Entries from a dataset for pointing
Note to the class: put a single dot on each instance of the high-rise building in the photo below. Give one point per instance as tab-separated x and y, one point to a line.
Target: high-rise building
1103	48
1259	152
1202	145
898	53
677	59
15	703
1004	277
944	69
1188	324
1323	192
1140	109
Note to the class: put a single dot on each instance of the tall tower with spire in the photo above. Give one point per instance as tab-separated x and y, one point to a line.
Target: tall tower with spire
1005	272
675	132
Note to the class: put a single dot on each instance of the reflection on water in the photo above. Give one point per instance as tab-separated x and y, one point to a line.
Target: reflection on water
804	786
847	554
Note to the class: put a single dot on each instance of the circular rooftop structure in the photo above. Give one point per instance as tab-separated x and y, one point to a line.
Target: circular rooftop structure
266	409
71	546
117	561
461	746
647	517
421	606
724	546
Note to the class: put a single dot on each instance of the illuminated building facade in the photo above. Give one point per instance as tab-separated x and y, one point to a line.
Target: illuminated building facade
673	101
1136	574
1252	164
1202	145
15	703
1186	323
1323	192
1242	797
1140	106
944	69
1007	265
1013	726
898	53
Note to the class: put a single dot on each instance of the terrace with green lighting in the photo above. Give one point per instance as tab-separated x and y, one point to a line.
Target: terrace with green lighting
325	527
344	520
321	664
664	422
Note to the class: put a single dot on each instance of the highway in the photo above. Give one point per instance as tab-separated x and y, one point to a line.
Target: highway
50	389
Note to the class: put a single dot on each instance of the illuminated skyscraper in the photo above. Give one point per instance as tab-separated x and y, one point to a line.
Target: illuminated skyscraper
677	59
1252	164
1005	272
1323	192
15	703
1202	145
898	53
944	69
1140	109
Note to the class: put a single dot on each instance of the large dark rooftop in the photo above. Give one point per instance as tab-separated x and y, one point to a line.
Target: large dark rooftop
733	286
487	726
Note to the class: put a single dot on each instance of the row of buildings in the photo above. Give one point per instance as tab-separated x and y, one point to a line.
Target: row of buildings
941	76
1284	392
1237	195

__Exercise task__.
Return every line of the data above, unchanged and in the same order.

__Worked solution__.
Note to the class: put a single dot on each instance of the high-rise building in the photo below. Give one point per instance as tab-separated x and y, one point to a line.
Target: high-rise building
1103	48
1259	152
1202	145
898	53
677	59
15	703
1004	277
944	69
1188	324
1323	192
1140	109
Note to the class: put a single dot on each instance of the tall tower with spire in the photo above. Give one point per instance as tab-separated x and y, one point to a line.
Target: tall tower with spire
1005	272
675	132
Note to the class: put a single dot on each instance of the reflection on water in the photo above. Give one point per instance as tab-separated x and y, one point to a line.
Target: reflection on water
804	786
847	554
Note to the class: put a single dot on each instance of the circular rooftop structure in the photo above. Give one point per instance as tab-separated x and y, one point to a line.
Target: circular rooftop structure
266	409
71	546
117	561
461	746
647	517
421	606
724	546
Note to the class: put a single dot on each instance of the illuminated building facade in the photo above. Give one point per instance as tab-separated x and y, one point to a line.
Target: illuminated building facade
673	101
1136	574
1252	164
1202	145
15	703
1186	323
1323	192
1242	797
1140	106
944	69
1007	265
1013	726
898	53
Note to the class: put a single dot on each instance of the terrace with green lighting in the photo above. Give one point per instance as tab-separated x and y, one point to a line.
Target: terrace with green lighting
325	527
344	520
321	664
664	422
Note to the class: put a single dot on each instance of the highway in the photo above. Give one point per instance as tab-separated x and y, one point to a line.
Target: highway
50	389
Note to the class: put a single dot on each instance of the illuminated skyscraper in the photo above. Give one point per instance as tab-separated x and y, one point to a line.
Target: illuminated skyscraper
677	59
1252	164
1005	272
1323	192
15	703
1202	145
898	53
944	69
1140	109
Note to the class: put a single dot on each instance of the large dark rooftop in the photo above. Give one point per instance as tab-separated x and y, one point to a line.
Target: large dark rooftop
733	286
487	726
Note to the class: put a single dot on each instance of the row of buildings in the photo above. Give one point per instance as tab-separated x and y, one point to a line.
Target: row of buildings
941	76
1284	392
1237	195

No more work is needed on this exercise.